» **CHALLENGE**
Extract every line of the entries below word for word, leaving the pictures out of your answer.

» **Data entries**

※

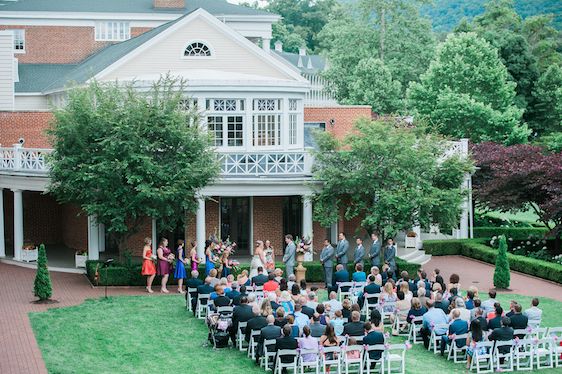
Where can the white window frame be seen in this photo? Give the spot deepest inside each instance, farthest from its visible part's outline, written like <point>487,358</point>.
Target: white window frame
<point>112,31</point>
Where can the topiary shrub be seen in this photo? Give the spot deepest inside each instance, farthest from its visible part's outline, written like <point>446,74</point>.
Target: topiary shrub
<point>42,287</point>
<point>501,273</point>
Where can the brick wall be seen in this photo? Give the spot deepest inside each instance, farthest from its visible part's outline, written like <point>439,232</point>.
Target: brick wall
<point>28,125</point>
<point>343,116</point>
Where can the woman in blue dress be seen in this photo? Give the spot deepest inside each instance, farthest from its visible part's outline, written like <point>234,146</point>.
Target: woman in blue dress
<point>180,273</point>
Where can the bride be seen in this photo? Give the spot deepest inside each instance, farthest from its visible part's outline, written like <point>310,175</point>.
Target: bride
<point>258,259</point>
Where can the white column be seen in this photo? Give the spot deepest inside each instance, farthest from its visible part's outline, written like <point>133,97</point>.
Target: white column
<point>2,244</point>
<point>200,228</point>
<point>307,222</point>
<point>93,239</point>
<point>18,224</point>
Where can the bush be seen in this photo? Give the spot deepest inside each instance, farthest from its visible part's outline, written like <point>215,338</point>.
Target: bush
<point>501,272</point>
<point>477,250</point>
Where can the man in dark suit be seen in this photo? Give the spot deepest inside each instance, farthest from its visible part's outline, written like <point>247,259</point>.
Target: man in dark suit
<point>193,282</point>
<point>456,327</point>
<point>268,332</point>
<point>285,342</point>
<point>241,313</point>
<point>355,327</point>
<point>260,279</point>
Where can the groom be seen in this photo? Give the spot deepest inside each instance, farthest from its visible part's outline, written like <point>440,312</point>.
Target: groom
<point>289,257</point>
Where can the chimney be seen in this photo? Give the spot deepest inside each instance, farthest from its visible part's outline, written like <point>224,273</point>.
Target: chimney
<point>168,4</point>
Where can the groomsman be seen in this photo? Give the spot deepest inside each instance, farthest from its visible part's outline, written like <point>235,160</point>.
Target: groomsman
<point>375,252</point>
<point>341,250</point>
<point>290,253</point>
<point>327,260</point>
<point>359,252</point>
<point>390,255</point>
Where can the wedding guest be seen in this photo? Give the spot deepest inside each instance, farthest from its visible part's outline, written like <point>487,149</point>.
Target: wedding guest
<point>181,261</point>
<point>148,267</point>
<point>164,267</point>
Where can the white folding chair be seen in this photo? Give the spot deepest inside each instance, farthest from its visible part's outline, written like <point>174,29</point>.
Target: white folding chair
<point>202,300</point>
<point>507,356</point>
<point>482,355</point>
<point>415,328</point>
<point>329,357</point>
<point>315,364</point>
<point>458,354</point>
<point>348,362</point>
<point>279,365</point>
<point>435,339</point>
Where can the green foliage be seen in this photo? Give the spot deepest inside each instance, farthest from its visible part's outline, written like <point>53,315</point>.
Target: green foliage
<point>123,155</point>
<point>466,93</point>
<point>389,176</point>
<point>42,287</point>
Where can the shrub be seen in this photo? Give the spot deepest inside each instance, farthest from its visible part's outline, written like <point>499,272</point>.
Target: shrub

※

» **OUTPUT BELOW**
Where can the white window frame be seen in this photo? Give the spot deepest inside each instance, farthest from its visible part's outline, written like <point>487,358</point>.
Target: white window frame
<point>112,31</point>
Where can the topiary shrub be seen in this photo? Give the spot deepest inside each instance, farthest from its visible part's outline, written like <point>446,74</point>.
Target: topiary shrub
<point>42,287</point>
<point>501,273</point>
Where can the brick wall be seen in this photo? Give the spot deepest inside each instance, farthest from its visible part's outline, written like <point>439,232</point>.
Target: brick wall
<point>28,125</point>
<point>343,116</point>
Where can the woman in blue dress be seen in this photo? Give the spot deepest inside each instance, farthest from its visible part's outline, written like <point>234,146</point>.
Target: woman in blue dress
<point>180,273</point>
Where can the bride be seen in this photo? Give the spot deepest inside each instance, farthest from its visible part's outline, written like <point>310,175</point>.
Target: bride
<point>258,259</point>
Where can the white column be seen in this photo? Give the spot deepest inside each instance, farthest from its visible part's outline, written like <point>133,97</point>.
Target: white column
<point>2,244</point>
<point>200,228</point>
<point>307,222</point>
<point>93,239</point>
<point>18,224</point>
Where can the bush be seen in this photo? Give the spot deepest inside each instance, farthest from its visible part's outline, written like <point>215,338</point>.
Target: bush
<point>501,272</point>
<point>477,250</point>
Where can the man in dark suit be seen in this photo? Give the spot deepest inside each instance, farthest from its visible part's outline, written like <point>247,259</point>.
Target: man in dark suit
<point>193,282</point>
<point>456,327</point>
<point>268,332</point>
<point>285,342</point>
<point>241,313</point>
<point>355,327</point>
<point>260,279</point>
Where can the groom be seen in this photo? Give the spot deepest inside each instance, farthest from its visible part's outline, written like <point>440,312</point>.
Target: groom
<point>289,257</point>
Where can the chimney be seen in this photo? Give the spot deepest inside each instance, farthest from its visible part's outline, written like <point>224,273</point>.
Target: chimney
<point>168,4</point>
Where can the groomsman be seen in this photo? Give the spot deepest inside each instance, farthest from its visible part's outline, written like <point>235,160</point>.
Target: groomsman
<point>375,252</point>
<point>341,250</point>
<point>290,253</point>
<point>327,260</point>
<point>359,252</point>
<point>390,255</point>
Where can the wedding guest be seen in this photo? Give the spot deepest inside each instance, farthest from its visible part's outline, written like <point>487,149</point>.
Target: wedding guest
<point>181,261</point>
<point>148,267</point>
<point>164,267</point>
Where can the white folding chair be seen in this photo? Give the spot deepest inside each instance, farthest from its visible part's outline, written like <point>174,29</point>.
Target: white folding chair
<point>202,300</point>
<point>507,356</point>
<point>482,355</point>
<point>415,328</point>
<point>329,357</point>
<point>315,364</point>
<point>458,354</point>
<point>348,362</point>
<point>279,365</point>
<point>435,339</point>
Where can the green foliage be seen in this photo? Give the spot deepest inside each instance, farthest from its visible part's outline, written like <point>53,315</point>.
Target: green foliage
<point>123,155</point>
<point>466,93</point>
<point>389,176</point>
<point>42,287</point>
Where can the shrub be seen in this photo? Give the spot deepest inside each instance, farthest from its visible part's outline, written like <point>499,272</point>.
Target: shrub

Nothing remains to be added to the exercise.